◆ EXERCISE BRIEF
The lines to repeat run from the one containing "Mark the region of every instance of the lantern" through the last line of the records below; repeat them exactly and give nothing more.

◆ MATERIAL FOR THIS TASK
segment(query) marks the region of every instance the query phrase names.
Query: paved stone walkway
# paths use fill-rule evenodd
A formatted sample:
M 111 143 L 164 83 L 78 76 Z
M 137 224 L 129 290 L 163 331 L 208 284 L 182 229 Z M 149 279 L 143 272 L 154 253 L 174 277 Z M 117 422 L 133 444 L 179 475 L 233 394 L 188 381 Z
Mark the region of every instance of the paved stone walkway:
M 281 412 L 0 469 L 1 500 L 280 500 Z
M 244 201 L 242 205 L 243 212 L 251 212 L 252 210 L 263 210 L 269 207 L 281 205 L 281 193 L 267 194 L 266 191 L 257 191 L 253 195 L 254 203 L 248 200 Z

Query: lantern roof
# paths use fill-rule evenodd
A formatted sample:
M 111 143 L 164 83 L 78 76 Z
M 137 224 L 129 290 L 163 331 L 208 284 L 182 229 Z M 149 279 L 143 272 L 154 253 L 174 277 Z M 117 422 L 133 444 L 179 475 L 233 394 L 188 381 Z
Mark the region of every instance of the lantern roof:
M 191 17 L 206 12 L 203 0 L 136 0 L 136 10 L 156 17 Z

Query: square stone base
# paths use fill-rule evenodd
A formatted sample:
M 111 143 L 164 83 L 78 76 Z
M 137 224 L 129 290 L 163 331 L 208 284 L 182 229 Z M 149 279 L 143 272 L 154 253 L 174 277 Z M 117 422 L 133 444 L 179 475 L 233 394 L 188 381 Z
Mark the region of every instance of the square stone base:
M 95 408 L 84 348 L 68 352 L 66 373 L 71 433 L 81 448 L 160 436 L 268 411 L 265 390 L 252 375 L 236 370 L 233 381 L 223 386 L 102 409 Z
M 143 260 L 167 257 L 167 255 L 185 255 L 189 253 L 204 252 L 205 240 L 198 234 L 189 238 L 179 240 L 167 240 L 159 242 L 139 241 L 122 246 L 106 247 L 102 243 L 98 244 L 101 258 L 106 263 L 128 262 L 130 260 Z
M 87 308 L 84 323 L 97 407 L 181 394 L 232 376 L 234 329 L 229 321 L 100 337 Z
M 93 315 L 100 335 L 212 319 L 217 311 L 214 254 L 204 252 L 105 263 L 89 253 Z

◆ RESPONSE
Mark the region of every instance of the lantern roof:
M 191 17 L 206 12 L 203 0 L 136 0 L 136 10 L 156 17 Z

Query: square stone base
# paths use fill-rule evenodd
A formatted sample:
M 111 143 L 164 83 L 78 76 Z
M 137 224 L 129 290 L 163 331 L 208 284 L 182 229 Z M 149 279 L 143 272 L 154 253 L 174 277 Z M 117 422 L 133 444 L 179 475 L 233 394 L 188 381 Z
Mark the region of every instance of the square stone base:
M 95 408 L 84 348 L 68 352 L 66 373 L 71 433 L 81 448 L 160 436 L 268 411 L 265 390 L 252 375 L 236 370 L 233 381 L 223 386 L 102 409 Z
M 143 260 L 167 257 L 167 255 L 185 255 L 189 253 L 204 252 L 205 240 L 198 234 L 189 238 L 179 240 L 167 240 L 159 242 L 139 241 L 122 246 L 106 247 L 102 243 L 98 244 L 101 258 L 106 263 L 128 262 L 130 260 Z
M 87 308 L 84 323 L 97 407 L 181 394 L 232 376 L 234 329 L 229 321 L 100 337 Z
M 93 315 L 100 335 L 212 319 L 217 311 L 214 254 L 204 252 L 105 263 L 89 253 Z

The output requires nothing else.